Challenge: Repeat the part of the home textiles excerpt that opens with the words "In a moment" and closes with "goods produced abroad.", swapping "off-shore producers" for "overseas producers".

Excerpt to read:
((

Top 15 Supplier Giants

By Don Hogsett -- Home Textiles Today, 1/9/2006 12:00:00 AM

New York — In a year of continuing seismic change for the American home fashions business, the industry's landscape was forever altered as the size and shape of the playing field changed during 2005.

Three of the largest players changed hands; 40 percent of the biggest players recorded sales declines; the big commodity producers all lost ground; and fortune smiled on mid-sized niche producers that focused on fashion, brands, licenses or proprietary products, and marketed the hell out of them.

In a moment that crystallizes and defines the changes that have been taking place at an accelerating pace, an entire new template was created that will forever change the way the industry does business. Not only were companies bought and sold, this time they were bought by off-shore producers — not for their U.S. manufacturing base, but for their sales, marketing, design expertise and distribution network; to be transformed into marketing vehicles for goods produced abroad.

))

Entries supplied:
((

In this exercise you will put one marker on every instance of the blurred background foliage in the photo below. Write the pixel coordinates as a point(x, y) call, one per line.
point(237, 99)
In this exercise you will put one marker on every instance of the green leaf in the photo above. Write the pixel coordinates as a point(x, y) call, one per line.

))
((

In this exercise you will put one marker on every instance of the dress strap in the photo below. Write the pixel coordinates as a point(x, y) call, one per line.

))

Worked solution:
In a moment that crystallizes and defines the changes that have been taking place at an accelerating pace, an entire new template was created that will forever change the way the industry does business. Not only were companies bought and sold, this time they were bought by overseas producers — not for their U.S. manufacturing base, but for their sales, marketing, design expertise and distribution network; to be transformed into marketing vehicles for goods produced abroad.